((
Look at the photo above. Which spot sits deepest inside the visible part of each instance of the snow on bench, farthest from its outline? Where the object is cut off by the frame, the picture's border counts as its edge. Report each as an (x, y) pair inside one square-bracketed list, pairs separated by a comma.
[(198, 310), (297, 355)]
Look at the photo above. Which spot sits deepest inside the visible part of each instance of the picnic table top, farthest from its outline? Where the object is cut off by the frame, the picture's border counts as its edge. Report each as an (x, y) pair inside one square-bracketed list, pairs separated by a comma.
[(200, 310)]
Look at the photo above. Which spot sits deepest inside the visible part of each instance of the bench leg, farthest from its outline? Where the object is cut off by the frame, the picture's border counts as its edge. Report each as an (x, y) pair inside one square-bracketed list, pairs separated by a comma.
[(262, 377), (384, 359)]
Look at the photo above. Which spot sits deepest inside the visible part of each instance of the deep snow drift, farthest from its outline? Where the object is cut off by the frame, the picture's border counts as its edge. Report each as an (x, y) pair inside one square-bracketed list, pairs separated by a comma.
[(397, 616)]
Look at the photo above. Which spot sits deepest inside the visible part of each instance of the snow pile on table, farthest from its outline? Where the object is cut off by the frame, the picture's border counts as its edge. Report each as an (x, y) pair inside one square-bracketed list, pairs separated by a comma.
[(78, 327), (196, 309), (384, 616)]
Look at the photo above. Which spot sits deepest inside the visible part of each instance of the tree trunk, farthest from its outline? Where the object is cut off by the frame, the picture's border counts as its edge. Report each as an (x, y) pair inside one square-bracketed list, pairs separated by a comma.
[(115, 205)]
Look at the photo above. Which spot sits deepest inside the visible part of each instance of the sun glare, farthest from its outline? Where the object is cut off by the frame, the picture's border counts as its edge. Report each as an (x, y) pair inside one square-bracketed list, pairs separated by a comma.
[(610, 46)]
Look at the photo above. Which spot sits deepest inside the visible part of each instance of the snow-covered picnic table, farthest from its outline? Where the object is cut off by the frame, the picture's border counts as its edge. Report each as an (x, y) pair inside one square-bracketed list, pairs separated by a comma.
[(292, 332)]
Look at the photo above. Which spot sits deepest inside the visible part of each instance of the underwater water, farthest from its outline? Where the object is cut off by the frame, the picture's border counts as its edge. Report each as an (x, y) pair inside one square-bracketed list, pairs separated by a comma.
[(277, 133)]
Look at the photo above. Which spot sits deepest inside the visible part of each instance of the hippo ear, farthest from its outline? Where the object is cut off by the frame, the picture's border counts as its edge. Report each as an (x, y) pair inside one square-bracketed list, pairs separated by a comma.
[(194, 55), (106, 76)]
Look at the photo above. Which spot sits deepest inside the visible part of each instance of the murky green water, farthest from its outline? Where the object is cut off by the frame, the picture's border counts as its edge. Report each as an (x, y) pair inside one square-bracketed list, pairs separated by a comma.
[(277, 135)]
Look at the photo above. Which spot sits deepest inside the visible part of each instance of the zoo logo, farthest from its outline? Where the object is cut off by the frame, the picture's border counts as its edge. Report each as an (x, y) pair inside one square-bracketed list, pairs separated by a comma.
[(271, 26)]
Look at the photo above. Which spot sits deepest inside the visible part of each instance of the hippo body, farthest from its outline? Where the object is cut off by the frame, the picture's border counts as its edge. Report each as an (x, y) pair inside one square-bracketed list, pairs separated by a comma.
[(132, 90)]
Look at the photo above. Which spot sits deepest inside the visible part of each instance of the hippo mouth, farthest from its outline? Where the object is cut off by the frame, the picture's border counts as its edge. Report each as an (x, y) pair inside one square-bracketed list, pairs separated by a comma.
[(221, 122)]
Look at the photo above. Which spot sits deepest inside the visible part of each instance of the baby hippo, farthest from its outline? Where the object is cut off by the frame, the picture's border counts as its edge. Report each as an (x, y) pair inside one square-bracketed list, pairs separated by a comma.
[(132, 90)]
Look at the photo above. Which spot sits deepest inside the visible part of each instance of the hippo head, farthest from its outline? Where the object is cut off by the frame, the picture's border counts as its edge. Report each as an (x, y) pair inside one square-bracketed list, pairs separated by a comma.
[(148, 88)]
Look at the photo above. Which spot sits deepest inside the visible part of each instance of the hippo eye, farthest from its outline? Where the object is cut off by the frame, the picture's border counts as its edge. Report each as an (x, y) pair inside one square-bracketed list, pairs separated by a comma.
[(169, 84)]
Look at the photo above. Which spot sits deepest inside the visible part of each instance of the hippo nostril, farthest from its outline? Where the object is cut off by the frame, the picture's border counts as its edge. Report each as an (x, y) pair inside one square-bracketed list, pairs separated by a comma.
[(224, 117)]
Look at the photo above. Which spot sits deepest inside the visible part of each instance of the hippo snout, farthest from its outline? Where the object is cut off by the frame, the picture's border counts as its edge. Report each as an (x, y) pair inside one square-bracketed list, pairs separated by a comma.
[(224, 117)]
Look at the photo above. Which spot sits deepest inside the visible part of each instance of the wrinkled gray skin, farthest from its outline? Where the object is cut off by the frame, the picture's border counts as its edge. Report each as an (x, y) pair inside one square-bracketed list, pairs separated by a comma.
))
Exercise prompt.
Repeat word for word everything in the data above, from the line containing "hippo mouth, farthest" down to the line containing "[(148, 88)]", including both of those lines.

Exercise answer.
Look at the photo above. Which spot sits deepest inside the visible part of each instance of the hippo mouth, farthest from its outline? Where the object is cut off by the frame, the picture's border counts as its edge. Report each as an (x, y) pair inside one square-bracketed list, pairs separated by a comma.
[(221, 122)]
Look at the photo above. Which spot sits deepest inside the visible part of each instance of the baby hippo, farthest from its outline? Where the object is cut off by the frame, the picture's border counts as its edge. Report each as an (x, y) pair inside one square-bracketed list, pairs separated by a comma.
[(132, 90)]
Look at the photo above. Which spot sits deepest inside the visible part of each instance of the hippo head, farthest from its outline? Where the object is cut off by the frame, the picture's border counts as its edge. Report each as an (x, y) pair inside one square-bracketed list, pairs separated by a comma.
[(148, 88)]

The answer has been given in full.